### Consigna
Responde a estas preguntas sobre el texto del futbolista lesionado:
(a) ¿Qué le destroza al joven la entrada violenta?
(b) ¿Qué comienza tras la operación quirúrgica?
(c) ¿Qué frase acompaña al afán de superación cuando revela heroísmo?

### Texto del ejercicio

▼

Arranca con una situación dramática. Un joven futbolista sufre una entrada violenta que le destroza la rodilla y los ligamentos. Su brillante porvenir se tambalea en un segundo. La cara que pone al escuchar el diagnóstico, y la que vemos en la silla de ruedas, lo dicen todo: “Mi carrera se ha terminado. Ya no puedo hacer nada en la vida”.
Pero entonces empieza la lucha, el esfuerzo personal. Tras la operación quirúrgica, comienza el largo calvario de la rehabilitación. Es el momento de la renuncia, del sacrificio, del vencer las propias limitaciones. Ahí es donde el coraje adquiere su dimensión más honda y más bella. Ahí es donde el afán de superación revela heroísmo: “No puedo defraudar a todos los que creen en mí”.

▲

### Material proporcionado
▼

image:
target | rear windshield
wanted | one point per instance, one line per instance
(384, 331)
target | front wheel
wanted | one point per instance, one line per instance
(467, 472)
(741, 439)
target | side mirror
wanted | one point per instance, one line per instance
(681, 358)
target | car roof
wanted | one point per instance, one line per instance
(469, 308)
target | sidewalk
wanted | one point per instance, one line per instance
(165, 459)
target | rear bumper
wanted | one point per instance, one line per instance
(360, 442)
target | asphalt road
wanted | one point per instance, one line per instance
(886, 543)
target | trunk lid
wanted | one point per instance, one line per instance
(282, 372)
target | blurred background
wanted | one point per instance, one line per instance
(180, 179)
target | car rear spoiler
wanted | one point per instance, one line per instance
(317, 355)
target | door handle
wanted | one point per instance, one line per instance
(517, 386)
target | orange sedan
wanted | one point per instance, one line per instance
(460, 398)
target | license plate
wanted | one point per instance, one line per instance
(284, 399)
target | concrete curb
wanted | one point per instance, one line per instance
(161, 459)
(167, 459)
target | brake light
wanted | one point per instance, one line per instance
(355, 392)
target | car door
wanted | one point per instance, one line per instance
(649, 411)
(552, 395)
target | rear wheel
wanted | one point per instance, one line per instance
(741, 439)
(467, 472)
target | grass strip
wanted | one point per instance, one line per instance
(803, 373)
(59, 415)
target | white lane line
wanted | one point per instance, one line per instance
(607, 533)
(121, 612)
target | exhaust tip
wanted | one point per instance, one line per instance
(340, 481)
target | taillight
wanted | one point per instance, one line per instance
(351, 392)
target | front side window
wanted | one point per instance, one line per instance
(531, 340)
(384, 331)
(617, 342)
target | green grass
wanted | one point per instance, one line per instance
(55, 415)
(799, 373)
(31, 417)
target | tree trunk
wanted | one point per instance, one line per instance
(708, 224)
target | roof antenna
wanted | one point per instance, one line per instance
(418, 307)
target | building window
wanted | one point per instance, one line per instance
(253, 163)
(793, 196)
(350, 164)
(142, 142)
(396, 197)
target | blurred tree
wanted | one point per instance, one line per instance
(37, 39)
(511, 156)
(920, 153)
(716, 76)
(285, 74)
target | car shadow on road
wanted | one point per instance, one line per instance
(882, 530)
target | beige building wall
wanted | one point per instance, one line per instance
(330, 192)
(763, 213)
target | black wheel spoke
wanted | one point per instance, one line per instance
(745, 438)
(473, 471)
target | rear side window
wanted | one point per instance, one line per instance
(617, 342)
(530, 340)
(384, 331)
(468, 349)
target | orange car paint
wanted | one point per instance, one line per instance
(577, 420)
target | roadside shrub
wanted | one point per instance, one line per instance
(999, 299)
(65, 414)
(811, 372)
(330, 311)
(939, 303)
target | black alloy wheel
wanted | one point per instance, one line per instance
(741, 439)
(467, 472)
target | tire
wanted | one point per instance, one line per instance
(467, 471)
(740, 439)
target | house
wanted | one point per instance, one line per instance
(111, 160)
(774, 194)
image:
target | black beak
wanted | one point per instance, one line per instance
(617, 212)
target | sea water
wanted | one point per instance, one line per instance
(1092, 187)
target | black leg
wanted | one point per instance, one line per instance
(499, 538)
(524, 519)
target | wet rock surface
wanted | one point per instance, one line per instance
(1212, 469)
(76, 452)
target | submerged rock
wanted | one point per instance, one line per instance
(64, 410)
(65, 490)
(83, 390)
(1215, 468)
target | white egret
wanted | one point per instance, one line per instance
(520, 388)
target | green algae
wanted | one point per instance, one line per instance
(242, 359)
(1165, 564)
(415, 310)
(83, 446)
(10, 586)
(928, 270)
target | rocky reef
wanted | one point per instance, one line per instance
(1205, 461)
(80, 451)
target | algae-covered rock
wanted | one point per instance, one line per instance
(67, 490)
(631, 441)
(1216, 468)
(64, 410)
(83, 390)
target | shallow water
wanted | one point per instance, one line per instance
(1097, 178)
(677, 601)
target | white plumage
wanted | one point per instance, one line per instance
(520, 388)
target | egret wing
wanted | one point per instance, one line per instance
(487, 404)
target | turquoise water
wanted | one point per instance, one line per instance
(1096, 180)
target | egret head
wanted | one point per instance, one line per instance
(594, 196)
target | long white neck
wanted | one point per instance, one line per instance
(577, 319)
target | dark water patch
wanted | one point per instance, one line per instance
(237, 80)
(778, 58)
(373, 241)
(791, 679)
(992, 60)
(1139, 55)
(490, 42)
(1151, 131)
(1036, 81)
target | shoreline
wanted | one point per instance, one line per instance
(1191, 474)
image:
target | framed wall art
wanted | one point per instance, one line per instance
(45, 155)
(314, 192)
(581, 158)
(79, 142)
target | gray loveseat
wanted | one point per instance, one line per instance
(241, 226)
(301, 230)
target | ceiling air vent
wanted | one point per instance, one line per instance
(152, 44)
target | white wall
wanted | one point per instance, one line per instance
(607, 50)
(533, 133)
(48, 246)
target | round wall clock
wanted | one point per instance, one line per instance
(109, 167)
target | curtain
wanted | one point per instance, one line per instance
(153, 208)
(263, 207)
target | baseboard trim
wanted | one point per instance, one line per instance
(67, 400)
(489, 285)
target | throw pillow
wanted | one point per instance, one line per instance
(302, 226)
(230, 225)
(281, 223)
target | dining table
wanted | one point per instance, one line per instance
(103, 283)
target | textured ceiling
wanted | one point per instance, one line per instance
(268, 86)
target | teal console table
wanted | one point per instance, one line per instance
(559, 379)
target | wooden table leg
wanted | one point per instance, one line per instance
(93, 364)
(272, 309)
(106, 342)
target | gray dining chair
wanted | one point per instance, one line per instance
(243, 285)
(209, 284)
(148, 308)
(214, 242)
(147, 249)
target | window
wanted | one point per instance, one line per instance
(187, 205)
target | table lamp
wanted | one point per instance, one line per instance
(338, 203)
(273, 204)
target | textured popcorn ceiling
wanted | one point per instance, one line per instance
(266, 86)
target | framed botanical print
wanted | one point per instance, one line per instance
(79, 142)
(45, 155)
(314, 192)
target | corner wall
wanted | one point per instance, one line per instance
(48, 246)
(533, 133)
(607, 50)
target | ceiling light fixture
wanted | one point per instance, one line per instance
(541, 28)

▲

### Solución
(a) La rodilla y los ligamentos.
(b) El largo calvario de la rehabilitación.
(c) "No puedo defraudar a todos los que creen en mí".